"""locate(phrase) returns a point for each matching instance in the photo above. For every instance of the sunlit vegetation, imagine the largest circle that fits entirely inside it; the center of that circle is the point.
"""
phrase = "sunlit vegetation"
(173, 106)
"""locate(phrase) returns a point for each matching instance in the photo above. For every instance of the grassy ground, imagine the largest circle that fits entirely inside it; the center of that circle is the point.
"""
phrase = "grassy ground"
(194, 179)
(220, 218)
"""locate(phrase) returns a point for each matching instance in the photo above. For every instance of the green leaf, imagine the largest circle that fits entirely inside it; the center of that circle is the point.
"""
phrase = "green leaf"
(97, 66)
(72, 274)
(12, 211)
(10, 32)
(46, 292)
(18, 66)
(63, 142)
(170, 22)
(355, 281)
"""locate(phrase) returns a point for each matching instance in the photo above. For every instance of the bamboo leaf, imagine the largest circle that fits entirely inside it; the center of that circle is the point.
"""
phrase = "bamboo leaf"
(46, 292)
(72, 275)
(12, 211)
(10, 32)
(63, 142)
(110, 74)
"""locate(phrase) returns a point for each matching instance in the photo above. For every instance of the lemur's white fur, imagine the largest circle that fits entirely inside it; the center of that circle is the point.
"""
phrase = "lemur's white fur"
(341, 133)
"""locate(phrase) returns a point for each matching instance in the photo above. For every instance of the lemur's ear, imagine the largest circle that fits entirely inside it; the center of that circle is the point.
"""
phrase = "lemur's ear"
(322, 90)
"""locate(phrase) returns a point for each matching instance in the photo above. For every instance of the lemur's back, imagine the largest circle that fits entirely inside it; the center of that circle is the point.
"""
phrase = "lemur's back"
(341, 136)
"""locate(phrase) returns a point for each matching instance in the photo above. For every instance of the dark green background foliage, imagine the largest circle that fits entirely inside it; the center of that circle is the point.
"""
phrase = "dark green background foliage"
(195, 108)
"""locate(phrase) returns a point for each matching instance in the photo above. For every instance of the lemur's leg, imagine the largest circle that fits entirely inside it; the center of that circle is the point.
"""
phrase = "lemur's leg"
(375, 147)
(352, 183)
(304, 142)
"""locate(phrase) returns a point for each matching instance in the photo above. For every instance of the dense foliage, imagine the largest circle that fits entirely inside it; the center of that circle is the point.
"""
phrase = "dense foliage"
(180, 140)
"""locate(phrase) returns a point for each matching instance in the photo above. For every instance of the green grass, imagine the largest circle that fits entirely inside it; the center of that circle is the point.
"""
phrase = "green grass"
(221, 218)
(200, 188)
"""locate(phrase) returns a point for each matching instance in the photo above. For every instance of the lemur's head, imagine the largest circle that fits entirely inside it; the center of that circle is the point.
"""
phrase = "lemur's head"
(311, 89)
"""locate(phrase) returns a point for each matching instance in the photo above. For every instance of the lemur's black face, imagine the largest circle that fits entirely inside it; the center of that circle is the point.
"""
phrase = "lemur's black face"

◆ **Task to carry out**:
Take the listing above and set it down exactly.

◆ **Solved exercise**:
"""locate(phrase) returns a point for each matching instance in the photo above. For every instance of the sunlit vegetation, imagine the largest circle that fits entirely inside it; the center of that circle is the point.
"""
phrase = "sunlit vegetation"
(173, 106)
"""locate(phrase) returns a point for each matching instance in the photo above. For every instance of the grassy ground, imagine the largest circle that fits entirely inside it; the center of that circle is the point.
"""
phrase = "grassy ground"
(194, 179)
(220, 218)
"""locate(phrase) returns a point for each matching instance in the photo above. For every instance of the green leaf, imagine the largest circle that fits entirely inside it; the center of that circle is the point.
"""
phrase = "green leaf"
(97, 66)
(72, 274)
(12, 211)
(10, 32)
(46, 292)
(18, 66)
(63, 142)
(170, 22)
(355, 281)
"""locate(phrase) returns a point for each matching instance in the photo above. For every instance of the bamboo leaf, imagine the largest circle that fits entirely inside it; the center of that circle is the point.
"""
phrase = "bamboo leaf"
(46, 292)
(72, 275)
(12, 211)
(10, 32)
(63, 142)
(110, 74)
"""locate(phrase) returns a point for each matching instance in the photo above. For every instance of the lemur's white fur, imagine the largest circle that fits entirely inside it; the center of that circle is the point.
"""
phrase = "lemur's white fur"
(341, 133)
"""locate(phrase) returns a point for each matching instance in the photo above. For every instance of the lemur's ear, imagine the largest circle that fits entirely inside it; the center of that circle is the point.
"""
phrase = "lemur's ear"
(322, 90)
"""locate(phrase) returns a point for each matching instance in the photo above. For every instance of the lemur's back, imagine the largest circle that fits entirely inside it; the center of that circle is the point.
"""
phrase = "lemur's back"
(341, 136)
"""locate(phrase) returns a point for each matching instance in the photo above. For every instance of the dark green background foliage, imagine the largest circle that fits entirely inside it; the center of that circle is the point.
"""
phrase = "dark green background foliage"
(195, 108)
"""locate(phrase) returns a point for each matching instance in the photo above. For every instance of the lemur's leg, imagine the largest circle that fits entirely inside it; the center of that circle is the point.
"""
phrase = "lemur's leg"
(375, 147)
(352, 183)
(304, 142)
"""locate(phrase) returns a point for each matching instance in the photo above. For every instance of the dense foliage, imagine the largest circle that fits entirely inside it; the center of that circle is the point.
"""
phrase = "dense foliage"
(180, 140)
"""locate(phrase) returns a point for each matching instance in the photo above. For every instance of the green grass, imagine the largest circle that fits entirely inside it; the center of that circle is the point.
"""
phrase = "green grass"
(221, 218)
(200, 188)
"""locate(phrase) returns a point for each matching instance in the photo above. For every instance of the lemur's head, imagine the largest circle that fits entirely inside it; the center of that circle is the point.
"""
phrase = "lemur's head"
(311, 89)
"""locate(phrase) returns a point for each matching instance in the photo above. For every instance of the lemur's black face, imagine the largest circle that fits entirely inside it; the center of that circle is the point.
"""
phrase = "lemur's black face"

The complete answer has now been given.